# Task details
An exact transcription of every record is needed.
───
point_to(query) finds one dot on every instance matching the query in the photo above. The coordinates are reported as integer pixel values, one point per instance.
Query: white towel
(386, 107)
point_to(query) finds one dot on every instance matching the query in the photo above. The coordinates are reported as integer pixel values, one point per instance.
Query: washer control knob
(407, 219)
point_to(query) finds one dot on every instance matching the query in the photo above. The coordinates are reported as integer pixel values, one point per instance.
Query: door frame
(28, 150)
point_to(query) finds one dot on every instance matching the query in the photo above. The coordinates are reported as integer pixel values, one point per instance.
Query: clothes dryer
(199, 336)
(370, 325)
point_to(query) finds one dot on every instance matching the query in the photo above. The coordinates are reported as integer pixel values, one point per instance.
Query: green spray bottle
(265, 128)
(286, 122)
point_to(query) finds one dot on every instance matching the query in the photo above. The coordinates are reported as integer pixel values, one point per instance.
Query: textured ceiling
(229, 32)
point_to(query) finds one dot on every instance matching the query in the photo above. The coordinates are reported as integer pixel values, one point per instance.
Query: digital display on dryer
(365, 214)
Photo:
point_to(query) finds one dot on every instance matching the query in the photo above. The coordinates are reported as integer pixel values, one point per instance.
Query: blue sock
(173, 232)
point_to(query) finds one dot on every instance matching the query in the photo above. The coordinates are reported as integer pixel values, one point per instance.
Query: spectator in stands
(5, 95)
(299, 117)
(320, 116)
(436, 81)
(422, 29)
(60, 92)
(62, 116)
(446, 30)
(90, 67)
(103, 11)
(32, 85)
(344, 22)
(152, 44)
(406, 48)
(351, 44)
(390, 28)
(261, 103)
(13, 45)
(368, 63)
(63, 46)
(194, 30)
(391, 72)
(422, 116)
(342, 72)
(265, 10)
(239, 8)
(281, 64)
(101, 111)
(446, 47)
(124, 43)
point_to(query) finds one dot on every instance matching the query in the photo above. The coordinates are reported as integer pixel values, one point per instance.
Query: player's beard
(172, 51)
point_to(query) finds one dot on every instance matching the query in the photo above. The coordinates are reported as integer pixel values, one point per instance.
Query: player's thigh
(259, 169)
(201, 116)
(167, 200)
───
# Solution to this exercise
point_to(query) finds one dot on every instance matching the query in the photo above. The coordinates are reported as integer pixel values, one point per instance.
Query: white towel
(386, 107)
point_to(query) finds one dot on every instance matching the query in the photo above. The coordinates are reported as integer pixel values, one point per instance.
Query: washer control knob
(407, 219)
point_to(query) finds one dot on every instance matching the query in the photo above. The coordinates are reported as integer pixel values, one point per instance.
Query: door frame
(28, 150)
point_to(query) finds one dot on every instance matching the query in the photo above. The coordinates are reported as integer pixel values, one point per instance.
Query: clothes dryer
(199, 336)
(370, 325)
point_to(query) finds one dot on every instance matching the query in the photo above. The coordinates are reported as integer pixel values, one point per instance.
Query: green spray bottle
(265, 128)
(286, 122)
point_to(query) finds one dot on every instance matching the query in the photo above. The coordinates are reported as integer pixel values, one point per instance.
Query: textured ceiling
(229, 32)
point_to(query) finds one dot on every instance matching the query in the photo above. The coordinates are reported as integer pixel values, one point per instance.
Query: digital display on dryer
(365, 214)
Photo:
point_to(query) finds one dot on every instance matching the query in the photo above. The coordinates are reported as integer pixel values, one point per instance.
Query: blue sock
(173, 232)
point_to(query) finds one dot on every instance matching the query in the photo above. The coordinates are reported as integer pixel values, one point per instance.
Query: spectator in stands
(5, 95)
(299, 117)
(320, 116)
(436, 81)
(422, 29)
(60, 92)
(62, 116)
(446, 30)
(90, 67)
(103, 11)
(32, 85)
(344, 22)
(152, 44)
(406, 48)
(351, 44)
(390, 28)
(261, 103)
(13, 45)
(368, 63)
(63, 46)
(194, 30)
(391, 72)
(422, 116)
(342, 72)
(265, 10)
(239, 8)
(281, 64)
(101, 111)
(446, 47)
(124, 43)
point_to(query) finds one dot on every instance matching the query in the photo above. The coordinates are reported as integer pixel values, one point per instance.
Query: player's beard
(172, 51)
point_to(query) finds one dot on every instance matching the query in the photo above. The coordinates are reported as integer pixel values, one point per instance.
Query: player's thigh
(259, 169)
(201, 116)
(167, 200)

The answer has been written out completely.